Le musée de la Poste (34, boulevard de Vaugirard, Paris XVe), avec la collaboration des Archives nationales, organise l’exposition « Nouvelles du paradis. La carte postale de vacances », du 6 septembre 2023 au 18 mars 2024. Qui mieux que le musée de la Poste, consacré à l’histoire postale et à la philatélie, pouvait évoquer la carte postale dans toutes ses dimensions : historique, sociologique, économique, intime ?
Jadis, partir en vacances sans envoyer de cartes postales à la famille et aux amis aurait été considéré comme un manque de savoir-vivre, voire un casus belli pour la susceptible tante Jeanne (« Ah, les jolies vacances ! »). Les cartes postales faisaient partie intégrante des vacances, c’était le passage obligé que l’on effectuait avec plaisir ou en traînant les pieds : « Écris à tata, sinon elle ne sera pas contente ! » On attendait la fin du séjour pour penser à cet aspect, mais pas trop tard non plus : il ne fallait pas être de retour avant la carte postale… Souvent, c’était les enfants qui devaient s’y coller, comme un devoir de vacances, une révision de français qui permettrait de reprendre l’école en douceur. Les parents relisaient la carte et pointaient les fautes ou donnaient des idées quand l’enfant, aux cheveux longs, était à court d’idées.
Union postale universelle
L’histoire de la « carte cartonnée » commence avant la carte illustrée traditionnelle qui, elle, s’est répandue et normalisée à travers le monde au cours des deux dernières décennies du xixe siècle. En 1863, fut organisée à Paris, sous l’impulsion des États-Unis, une conférence pour faciliter les échanges postaux entre continents et la fixation des tarifs. La commission internationale des postes – qui deviendra onze ans plus tard l’Union postale universelle (UPU) –, composée de quinze pays d’Europe et d’Amérique déclarait que les « imprimés de toutes natures en feuille, brochés ou reliés » pouvaient être expédiés par voie postale.
En 1865, nous nous rapprochons de la carte avec la « feuille poste » prétimbrée (déjà !). Ce sont les Allemands qui eurent l’idée du principe : le recto était réservé à l’adresse du destinataire et le verso au texte manuscrit de l’envoyeur. En 1872, une loi de finances, en France, officialisa la circulation de la carte postale administrative. En une semaine, sept millions de cartes furent vendues. Alors que, jusqu’alors, les États avaient le monopole de l’impression des cartes non illustrées, en 1875, la France renonça à son privilège et permit au privé d’en fabriquer. L’UPU, en 1878, adopta la carte et uniformisa le format (9 cm x 14 cm) et prévit l’emplacement du timbre en haut à droite.
Tour Eiffel
Bien que circulaient déjà, depuis 1873, les cartes postales illustrées de publicité pour des sociétés commerciales (« À la ménagère », « la Belle Jardinière »), le décret de 1883 autorisa l’impression d’illustrations sur le recto, nouveauté qui lança la carte postale. L’Exposition universelle à Paris, en 1889, fut un des moments phare pour le développement de la carte postale, mais aussi pour les « souvenirs ». Érigée pour l’événement, la tour Eiffel remporta tous les suffrages : carnets, papiers à lettres, enveloppes furent imprimés à son effigie. Des médailles d’ascension en métal imitant le bronze, l’argent, l’or, récompensaient les « alpinistes » qui avaient gravi les premier, deuxième ou troisième étages. Des photos immortalisaient des visiteurs autour du kiosque à souvenirs sur les plateformes ; des visiteuses à l’air sportifs posaient devant les montants métalliques de la tour Eiffel.

##############################

CONSIGNE:
Reproduisez à l'identique, s'il vous plaît, le passage de l'extrait sur la carte postale qui s'ouvre sur les mots contenant « Jadis, partir en » et se termine par « à court d’idées. ».

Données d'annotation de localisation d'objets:
##############################

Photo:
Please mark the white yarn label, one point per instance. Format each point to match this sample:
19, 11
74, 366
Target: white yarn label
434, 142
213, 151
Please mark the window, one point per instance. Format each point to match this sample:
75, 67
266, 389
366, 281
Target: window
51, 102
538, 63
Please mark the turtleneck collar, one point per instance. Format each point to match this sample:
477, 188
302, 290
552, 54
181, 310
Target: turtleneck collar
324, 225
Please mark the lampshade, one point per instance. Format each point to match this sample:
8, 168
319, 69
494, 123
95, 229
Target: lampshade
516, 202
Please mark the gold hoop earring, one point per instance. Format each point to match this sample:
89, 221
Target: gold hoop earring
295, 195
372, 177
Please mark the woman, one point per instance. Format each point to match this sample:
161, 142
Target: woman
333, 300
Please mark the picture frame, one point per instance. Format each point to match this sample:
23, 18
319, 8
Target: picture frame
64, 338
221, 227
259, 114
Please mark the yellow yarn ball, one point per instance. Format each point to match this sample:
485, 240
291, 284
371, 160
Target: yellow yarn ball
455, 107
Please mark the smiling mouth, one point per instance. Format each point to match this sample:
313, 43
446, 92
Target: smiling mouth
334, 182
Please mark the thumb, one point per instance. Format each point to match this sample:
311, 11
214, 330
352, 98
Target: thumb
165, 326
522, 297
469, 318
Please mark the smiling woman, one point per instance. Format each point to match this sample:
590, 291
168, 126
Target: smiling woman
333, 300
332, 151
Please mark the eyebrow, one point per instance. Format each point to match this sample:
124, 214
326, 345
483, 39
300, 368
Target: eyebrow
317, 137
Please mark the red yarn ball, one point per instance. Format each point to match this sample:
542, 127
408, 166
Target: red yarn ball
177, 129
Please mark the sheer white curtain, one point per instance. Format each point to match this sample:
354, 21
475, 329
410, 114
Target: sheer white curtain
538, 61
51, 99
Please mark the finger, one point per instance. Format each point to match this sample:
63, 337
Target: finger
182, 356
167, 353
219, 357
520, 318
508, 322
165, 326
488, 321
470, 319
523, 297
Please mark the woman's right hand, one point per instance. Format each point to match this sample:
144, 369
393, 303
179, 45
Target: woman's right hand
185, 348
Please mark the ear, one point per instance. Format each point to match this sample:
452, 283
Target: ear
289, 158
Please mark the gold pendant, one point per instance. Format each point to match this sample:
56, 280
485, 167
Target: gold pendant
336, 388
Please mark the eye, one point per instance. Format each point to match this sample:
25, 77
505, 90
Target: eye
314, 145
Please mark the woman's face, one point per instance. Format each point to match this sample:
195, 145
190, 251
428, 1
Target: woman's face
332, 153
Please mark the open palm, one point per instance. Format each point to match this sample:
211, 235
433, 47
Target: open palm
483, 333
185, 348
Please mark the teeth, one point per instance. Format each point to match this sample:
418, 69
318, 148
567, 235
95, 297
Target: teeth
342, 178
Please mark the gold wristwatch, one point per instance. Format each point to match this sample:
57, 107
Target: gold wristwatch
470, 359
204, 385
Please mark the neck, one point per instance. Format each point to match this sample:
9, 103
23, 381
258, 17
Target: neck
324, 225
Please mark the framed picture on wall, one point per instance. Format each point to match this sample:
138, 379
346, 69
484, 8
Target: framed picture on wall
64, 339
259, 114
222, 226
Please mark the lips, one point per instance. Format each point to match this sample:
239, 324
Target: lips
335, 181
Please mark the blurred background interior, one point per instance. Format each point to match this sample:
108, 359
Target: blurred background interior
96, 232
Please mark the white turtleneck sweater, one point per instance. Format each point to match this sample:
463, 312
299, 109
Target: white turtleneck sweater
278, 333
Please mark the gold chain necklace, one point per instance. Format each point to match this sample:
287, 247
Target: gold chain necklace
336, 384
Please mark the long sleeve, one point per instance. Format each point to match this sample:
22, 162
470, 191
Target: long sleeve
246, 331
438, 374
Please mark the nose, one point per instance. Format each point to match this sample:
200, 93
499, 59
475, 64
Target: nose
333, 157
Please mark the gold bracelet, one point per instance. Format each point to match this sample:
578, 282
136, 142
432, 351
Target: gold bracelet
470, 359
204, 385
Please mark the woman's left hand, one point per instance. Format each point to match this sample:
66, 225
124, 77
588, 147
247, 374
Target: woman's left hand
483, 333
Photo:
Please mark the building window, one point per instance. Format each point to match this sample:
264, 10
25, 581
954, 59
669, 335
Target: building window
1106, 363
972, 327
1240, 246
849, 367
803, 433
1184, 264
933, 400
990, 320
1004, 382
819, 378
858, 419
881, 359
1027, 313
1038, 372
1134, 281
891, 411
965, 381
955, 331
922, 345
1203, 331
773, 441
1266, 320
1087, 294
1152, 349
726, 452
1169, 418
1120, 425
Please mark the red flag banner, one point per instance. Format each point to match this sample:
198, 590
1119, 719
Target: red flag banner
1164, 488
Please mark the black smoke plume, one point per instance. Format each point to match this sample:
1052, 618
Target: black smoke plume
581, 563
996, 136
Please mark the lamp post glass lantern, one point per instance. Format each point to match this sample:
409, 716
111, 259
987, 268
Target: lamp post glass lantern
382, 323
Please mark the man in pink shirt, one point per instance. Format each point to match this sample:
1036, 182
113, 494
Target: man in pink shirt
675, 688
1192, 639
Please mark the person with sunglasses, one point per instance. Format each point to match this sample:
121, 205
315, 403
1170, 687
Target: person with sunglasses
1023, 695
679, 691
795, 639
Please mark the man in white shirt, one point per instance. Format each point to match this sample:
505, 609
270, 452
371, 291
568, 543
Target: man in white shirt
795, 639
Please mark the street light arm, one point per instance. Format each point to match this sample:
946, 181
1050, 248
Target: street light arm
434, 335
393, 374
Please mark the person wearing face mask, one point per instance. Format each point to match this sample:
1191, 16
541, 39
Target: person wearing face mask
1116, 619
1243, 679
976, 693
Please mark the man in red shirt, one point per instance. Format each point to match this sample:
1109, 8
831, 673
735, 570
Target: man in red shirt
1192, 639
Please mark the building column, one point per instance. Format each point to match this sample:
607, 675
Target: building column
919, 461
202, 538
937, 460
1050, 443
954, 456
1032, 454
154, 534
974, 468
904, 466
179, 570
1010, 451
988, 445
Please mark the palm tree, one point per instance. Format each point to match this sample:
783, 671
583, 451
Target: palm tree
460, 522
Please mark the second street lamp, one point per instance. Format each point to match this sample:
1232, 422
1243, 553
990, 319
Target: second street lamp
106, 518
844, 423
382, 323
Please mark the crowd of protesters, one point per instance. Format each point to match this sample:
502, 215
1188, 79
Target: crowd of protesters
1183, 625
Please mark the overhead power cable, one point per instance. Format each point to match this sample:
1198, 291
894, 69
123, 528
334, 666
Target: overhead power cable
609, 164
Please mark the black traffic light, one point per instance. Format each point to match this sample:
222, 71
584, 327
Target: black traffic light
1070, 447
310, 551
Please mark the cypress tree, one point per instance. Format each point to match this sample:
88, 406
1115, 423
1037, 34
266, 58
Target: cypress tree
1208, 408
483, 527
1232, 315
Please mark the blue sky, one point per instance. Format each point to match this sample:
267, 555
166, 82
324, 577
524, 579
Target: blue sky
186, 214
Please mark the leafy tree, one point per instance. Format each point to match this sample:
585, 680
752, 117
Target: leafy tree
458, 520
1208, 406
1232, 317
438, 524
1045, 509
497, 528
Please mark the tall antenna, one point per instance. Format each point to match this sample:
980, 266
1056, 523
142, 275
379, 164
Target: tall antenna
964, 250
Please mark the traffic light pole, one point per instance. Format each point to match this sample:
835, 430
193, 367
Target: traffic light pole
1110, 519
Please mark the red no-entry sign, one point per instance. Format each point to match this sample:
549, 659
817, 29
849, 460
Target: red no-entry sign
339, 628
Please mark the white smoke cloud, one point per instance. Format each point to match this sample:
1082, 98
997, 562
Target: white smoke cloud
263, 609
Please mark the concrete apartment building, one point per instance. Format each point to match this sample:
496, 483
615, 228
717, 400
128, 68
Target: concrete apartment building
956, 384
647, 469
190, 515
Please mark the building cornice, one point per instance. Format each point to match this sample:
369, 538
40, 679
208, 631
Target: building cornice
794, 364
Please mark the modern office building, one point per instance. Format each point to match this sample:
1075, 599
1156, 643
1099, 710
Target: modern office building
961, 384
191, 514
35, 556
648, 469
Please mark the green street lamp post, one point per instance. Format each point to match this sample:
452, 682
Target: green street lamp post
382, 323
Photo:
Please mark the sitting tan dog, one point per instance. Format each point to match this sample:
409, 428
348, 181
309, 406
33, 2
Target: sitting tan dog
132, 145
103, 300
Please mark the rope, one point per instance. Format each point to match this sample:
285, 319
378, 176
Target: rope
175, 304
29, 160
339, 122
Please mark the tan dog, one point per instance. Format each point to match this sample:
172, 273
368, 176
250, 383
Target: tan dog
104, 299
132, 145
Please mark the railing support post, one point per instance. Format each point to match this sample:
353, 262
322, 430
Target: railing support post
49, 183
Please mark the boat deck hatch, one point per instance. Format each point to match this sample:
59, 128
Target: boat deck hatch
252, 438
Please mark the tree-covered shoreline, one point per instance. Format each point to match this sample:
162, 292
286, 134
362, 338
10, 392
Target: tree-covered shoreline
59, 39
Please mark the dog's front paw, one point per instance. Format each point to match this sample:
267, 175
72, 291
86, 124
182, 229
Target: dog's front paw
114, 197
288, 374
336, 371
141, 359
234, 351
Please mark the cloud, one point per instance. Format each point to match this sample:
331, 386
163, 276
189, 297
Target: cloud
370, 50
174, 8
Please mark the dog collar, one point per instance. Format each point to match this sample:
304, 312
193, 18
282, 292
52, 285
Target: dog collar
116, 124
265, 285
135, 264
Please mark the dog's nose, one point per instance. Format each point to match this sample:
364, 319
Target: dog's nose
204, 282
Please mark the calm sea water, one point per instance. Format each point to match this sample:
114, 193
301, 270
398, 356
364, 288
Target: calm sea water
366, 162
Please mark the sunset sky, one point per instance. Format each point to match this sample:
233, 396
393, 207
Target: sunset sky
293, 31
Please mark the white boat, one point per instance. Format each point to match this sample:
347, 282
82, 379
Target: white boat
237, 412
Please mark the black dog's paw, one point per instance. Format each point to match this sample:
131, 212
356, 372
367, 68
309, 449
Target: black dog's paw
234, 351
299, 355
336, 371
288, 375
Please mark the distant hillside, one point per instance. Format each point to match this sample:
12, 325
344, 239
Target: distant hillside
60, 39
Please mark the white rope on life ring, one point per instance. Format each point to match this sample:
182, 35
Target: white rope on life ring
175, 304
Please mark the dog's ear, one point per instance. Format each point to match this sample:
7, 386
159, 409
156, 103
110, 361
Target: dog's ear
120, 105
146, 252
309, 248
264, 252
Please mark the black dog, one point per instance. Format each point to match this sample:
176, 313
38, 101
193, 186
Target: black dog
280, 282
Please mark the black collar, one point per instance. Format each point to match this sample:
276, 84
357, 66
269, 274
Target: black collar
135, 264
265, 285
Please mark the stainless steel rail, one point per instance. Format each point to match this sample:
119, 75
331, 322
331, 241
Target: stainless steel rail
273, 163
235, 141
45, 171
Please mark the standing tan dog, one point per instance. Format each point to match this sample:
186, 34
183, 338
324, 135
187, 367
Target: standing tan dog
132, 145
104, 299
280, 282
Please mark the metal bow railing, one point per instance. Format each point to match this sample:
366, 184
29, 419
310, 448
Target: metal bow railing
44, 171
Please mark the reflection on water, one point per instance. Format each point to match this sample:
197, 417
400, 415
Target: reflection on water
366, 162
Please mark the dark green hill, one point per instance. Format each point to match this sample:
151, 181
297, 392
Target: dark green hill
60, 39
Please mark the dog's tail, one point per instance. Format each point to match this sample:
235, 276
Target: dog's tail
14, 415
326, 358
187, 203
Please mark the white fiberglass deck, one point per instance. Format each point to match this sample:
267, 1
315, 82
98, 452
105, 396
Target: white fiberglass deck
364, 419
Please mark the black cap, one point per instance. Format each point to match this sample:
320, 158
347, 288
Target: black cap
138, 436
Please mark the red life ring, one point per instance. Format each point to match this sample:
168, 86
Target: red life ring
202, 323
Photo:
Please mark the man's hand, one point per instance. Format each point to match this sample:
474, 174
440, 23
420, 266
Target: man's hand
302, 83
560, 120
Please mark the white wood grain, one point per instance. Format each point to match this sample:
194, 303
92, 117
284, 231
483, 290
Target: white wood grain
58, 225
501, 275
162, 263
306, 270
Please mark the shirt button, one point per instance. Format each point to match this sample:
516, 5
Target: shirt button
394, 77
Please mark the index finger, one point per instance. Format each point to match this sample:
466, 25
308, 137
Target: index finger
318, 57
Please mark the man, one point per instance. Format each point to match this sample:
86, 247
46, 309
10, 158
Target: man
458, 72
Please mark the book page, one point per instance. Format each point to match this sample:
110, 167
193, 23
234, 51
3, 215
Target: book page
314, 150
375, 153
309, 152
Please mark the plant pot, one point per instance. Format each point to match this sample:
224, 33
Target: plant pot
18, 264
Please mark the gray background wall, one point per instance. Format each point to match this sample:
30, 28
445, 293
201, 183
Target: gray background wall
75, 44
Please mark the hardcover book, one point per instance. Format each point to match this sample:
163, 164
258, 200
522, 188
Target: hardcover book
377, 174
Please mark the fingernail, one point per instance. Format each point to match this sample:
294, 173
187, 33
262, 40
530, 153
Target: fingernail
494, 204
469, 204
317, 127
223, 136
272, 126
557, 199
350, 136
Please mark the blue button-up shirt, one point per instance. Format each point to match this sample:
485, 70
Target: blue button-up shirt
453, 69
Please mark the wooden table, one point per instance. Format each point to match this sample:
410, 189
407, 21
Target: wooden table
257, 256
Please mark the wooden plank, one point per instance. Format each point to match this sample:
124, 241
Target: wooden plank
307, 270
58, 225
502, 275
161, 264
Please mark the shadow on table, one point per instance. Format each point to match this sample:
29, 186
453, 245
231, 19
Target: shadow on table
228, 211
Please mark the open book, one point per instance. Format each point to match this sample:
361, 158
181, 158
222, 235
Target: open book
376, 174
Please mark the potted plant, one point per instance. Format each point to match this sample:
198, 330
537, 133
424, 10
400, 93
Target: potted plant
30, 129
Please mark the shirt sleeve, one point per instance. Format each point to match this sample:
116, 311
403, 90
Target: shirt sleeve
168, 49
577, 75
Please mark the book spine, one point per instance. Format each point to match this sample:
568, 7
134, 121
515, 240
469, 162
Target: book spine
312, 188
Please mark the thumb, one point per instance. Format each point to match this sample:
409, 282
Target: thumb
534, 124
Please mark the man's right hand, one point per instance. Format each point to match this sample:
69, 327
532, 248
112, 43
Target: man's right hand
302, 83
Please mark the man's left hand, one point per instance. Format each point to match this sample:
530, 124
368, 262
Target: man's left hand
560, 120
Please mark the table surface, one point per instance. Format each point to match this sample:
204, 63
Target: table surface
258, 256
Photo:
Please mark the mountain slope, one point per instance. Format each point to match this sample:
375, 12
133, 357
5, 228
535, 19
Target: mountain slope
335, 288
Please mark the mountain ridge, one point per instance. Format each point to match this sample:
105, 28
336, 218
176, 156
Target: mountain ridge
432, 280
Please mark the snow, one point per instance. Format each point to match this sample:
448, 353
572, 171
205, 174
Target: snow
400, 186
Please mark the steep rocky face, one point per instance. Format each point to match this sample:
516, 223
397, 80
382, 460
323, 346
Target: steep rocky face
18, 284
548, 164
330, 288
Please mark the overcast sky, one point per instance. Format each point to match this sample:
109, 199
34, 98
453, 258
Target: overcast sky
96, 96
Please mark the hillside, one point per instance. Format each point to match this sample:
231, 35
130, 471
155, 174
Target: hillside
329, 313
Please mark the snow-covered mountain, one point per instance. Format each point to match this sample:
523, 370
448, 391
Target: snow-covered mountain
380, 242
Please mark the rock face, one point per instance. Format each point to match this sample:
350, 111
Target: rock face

##############################

RÉPONSE ATTENDUE:
Jadis, partir en vacances sans envoyer de cartes postales à la famille et aux amis aurait été considéré comme un manque de savoir-vivre, voire un casus belli pour la susceptible tante Jeanne (« Ah, les jolies vacances ! »). Les cartes postales faisaient partie intégrante des vacances, c’était le passage obligé que l’on effectuait avec plaisir ou en traînant les pieds : « Écris à tata, sinon elle ne sera pas contente ! » On attendait la fin du séjour pour penser à cet aspect, mais pas trop tard non plus : il ne fallait pas être de retour avant la carte postale… Souvent, c’était les enfants qui devaient s’y coller, comme un devoir de vacances, une révision de français qui permettrait de reprendre l’école en douceur. Les parents relisaient la carte et pointaient les fautes ou donnaient des idées quand l’enfant, aux cheveux longs, était à court d’idées.